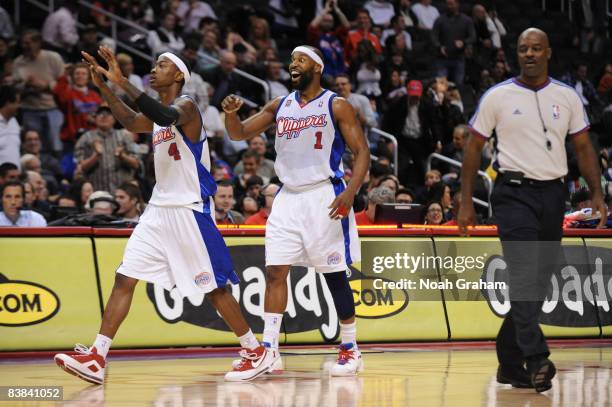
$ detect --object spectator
[432,0,476,85]
[0,7,15,38]
[344,9,382,65]
[196,30,221,73]
[85,191,119,216]
[115,182,143,223]
[244,184,280,225]
[42,0,79,57]
[0,181,47,227]
[395,188,414,204]
[380,14,412,50]
[357,41,382,99]
[234,134,276,179]
[336,74,377,129]
[240,196,259,218]
[75,106,140,191]
[53,63,102,146]
[561,62,604,121]
[266,62,289,99]
[382,80,433,184]
[423,202,444,226]
[412,0,440,30]
[147,13,185,54]
[0,161,21,186]
[249,17,277,51]
[202,51,257,109]
[355,186,395,225]
[363,0,395,27]
[391,0,419,33]
[307,0,350,82]
[14,30,64,156]
[67,178,94,209]
[214,181,244,225]
[0,85,21,165]
[69,24,100,62]
[176,0,217,32]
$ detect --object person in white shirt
[147,14,185,54]
[176,0,217,32]
[363,0,395,27]
[42,0,79,55]
[412,0,440,30]
[0,181,47,228]
[0,86,21,167]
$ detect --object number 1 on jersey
[315,131,323,150]
[168,143,181,161]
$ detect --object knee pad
[323,271,355,321]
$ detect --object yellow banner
[0,237,101,351]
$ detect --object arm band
[135,92,179,127]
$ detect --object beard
[291,71,314,91]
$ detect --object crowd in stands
[0,0,612,226]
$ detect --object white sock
[340,321,357,349]
[263,312,283,348]
[238,329,259,349]
[92,334,113,359]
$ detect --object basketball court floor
[0,340,612,407]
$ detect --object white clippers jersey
[149,96,217,210]
[274,90,345,191]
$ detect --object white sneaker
[330,344,364,376]
[232,348,284,374]
[225,345,279,382]
[54,344,106,384]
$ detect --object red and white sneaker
[54,343,106,384]
[232,347,283,374]
[330,343,364,376]
[225,345,280,382]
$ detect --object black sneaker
[497,365,533,389]
[527,358,557,393]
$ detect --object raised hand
[81,51,106,89]
[221,95,244,114]
[96,45,125,85]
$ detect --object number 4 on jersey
[168,143,181,161]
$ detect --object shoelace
[74,343,91,355]
[236,349,260,370]
[338,349,353,365]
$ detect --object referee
[458,28,607,392]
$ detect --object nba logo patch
[193,271,212,288]
[553,105,561,120]
[327,252,342,266]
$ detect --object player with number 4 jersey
[222,46,370,376]
[55,47,278,384]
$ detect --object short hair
[0,181,25,198]
[368,187,395,205]
[19,154,40,168]
[0,162,19,178]
[217,179,234,189]
[241,150,259,160]
[0,85,20,108]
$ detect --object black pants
[491,174,567,366]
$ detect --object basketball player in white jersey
[222,46,370,376]
[55,47,278,384]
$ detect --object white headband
[291,45,325,71]
[157,52,191,83]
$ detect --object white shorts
[266,182,361,273]
[117,204,239,297]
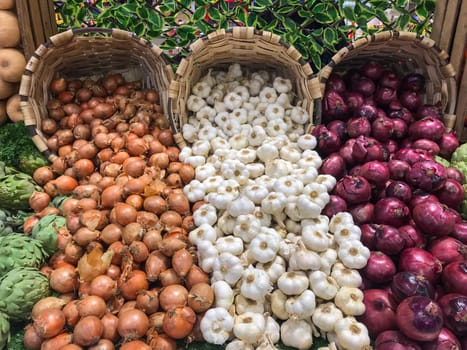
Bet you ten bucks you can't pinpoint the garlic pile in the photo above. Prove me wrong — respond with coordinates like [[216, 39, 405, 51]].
[[179, 64, 370, 350]]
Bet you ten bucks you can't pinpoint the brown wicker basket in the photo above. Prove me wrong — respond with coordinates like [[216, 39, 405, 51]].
[[169, 27, 321, 147], [19, 28, 173, 161], [318, 31, 459, 134]]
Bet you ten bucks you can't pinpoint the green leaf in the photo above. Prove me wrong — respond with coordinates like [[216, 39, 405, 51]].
[[192, 6, 207, 23], [208, 7, 221, 22], [235, 6, 248, 24]]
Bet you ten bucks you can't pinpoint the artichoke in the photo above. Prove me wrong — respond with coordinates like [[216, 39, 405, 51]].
[[0, 172, 38, 209], [0, 312, 10, 349], [0, 233, 46, 277], [31, 214, 68, 256], [0, 267, 51, 322]]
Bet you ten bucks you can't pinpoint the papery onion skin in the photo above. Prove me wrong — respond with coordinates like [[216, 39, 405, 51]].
[[396, 296, 443, 341]]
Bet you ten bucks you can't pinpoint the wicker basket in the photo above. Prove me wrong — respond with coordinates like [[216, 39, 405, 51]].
[[319, 31, 458, 134], [169, 27, 321, 147], [19, 28, 173, 161]]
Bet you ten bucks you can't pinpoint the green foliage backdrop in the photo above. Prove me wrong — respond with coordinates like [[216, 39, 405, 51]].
[[55, 0, 435, 69]]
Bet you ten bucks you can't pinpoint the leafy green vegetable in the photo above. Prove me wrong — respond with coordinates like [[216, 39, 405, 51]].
[[0, 122, 49, 175]]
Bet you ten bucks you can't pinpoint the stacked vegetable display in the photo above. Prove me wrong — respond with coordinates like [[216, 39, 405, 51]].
[[313, 62, 467, 349], [18, 74, 221, 349]]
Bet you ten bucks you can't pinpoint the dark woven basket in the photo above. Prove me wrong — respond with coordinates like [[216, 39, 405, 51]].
[[319, 31, 463, 134], [169, 27, 321, 147], [19, 28, 173, 161]]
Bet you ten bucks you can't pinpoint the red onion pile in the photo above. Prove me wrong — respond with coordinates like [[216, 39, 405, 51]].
[[318, 61, 467, 350]]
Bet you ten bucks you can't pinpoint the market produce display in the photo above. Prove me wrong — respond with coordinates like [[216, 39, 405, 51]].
[[312, 62, 467, 349]]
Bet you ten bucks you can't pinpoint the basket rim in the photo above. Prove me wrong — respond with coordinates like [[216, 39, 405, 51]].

────────────────────

Take the line holding "Bet you ten bucks you can't pinpoint the papery" and all lines after it through the end of the data, and set them down exactly.

:: Answer to the problem ::
Bet you ten bucks you can't pinpoint the papery onion skin in the photo above. Prove me wrong — respond with coordinates like [[216, 39, 405, 51]].
[[396, 296, 443, 341]]
Bet you ten bucks you can't pinpoint the wicker basket in the photo above. Prove me wrong — respond with coordinates like [[216, 39, 405, 51]].
[[319, 31, 458, 134], [169, 27, 321, 147], [19, 28, 173, 161]]
Bet you ten bucks you can't pinpoint the green foliage backdrop in the photo above. Prove me wrong — respond with coordinates like [[216, 39, 405, 51]].
[[55, 0, 435, 69]]
Bet you ten bucks you can't pinpoint the leafy green vegetable in the photo above. Prove me wrong — respond with coordinates like [[216, 39, 405, 51]].
[[0, 122, 49, 175]]
Bet you ten bucks you can't pinpoint the stacked vegetable display in the photo above. Prove me wrong — respond with coordinates like [[216, 39, 405, 51]].
[[313, 62, 467, 349], [18, 74, 221, 349]]
Bet you ten bucks you can't pinpoint the dark woven basket in the photo above. Prove me wrong — respond with coordinates like [[216, 39, 405, 51]].
[[319, 31, 463, 134], [169, 27, 321, 147], [19, 28, 173, 161]]
Bet you ten bucks you can't pinpoint the red onion pile in the photo above. Prove me wrong — respond with coordinates like [[216, 39, 405, 51]].
[[318, 61, 467, 350]]
Bet you ten bucks you can't pinpoint the market produce display in the photo above. Prove me wrong — respond with coordinates like [[216, 39, 405, 51]].
[[312, 62, 467, 349]]
Bet you ten bucks you can't pinpoint the basket rim in the photo above. Prove me wrong — respond with coordinates like [[216, 39, 405, 51]].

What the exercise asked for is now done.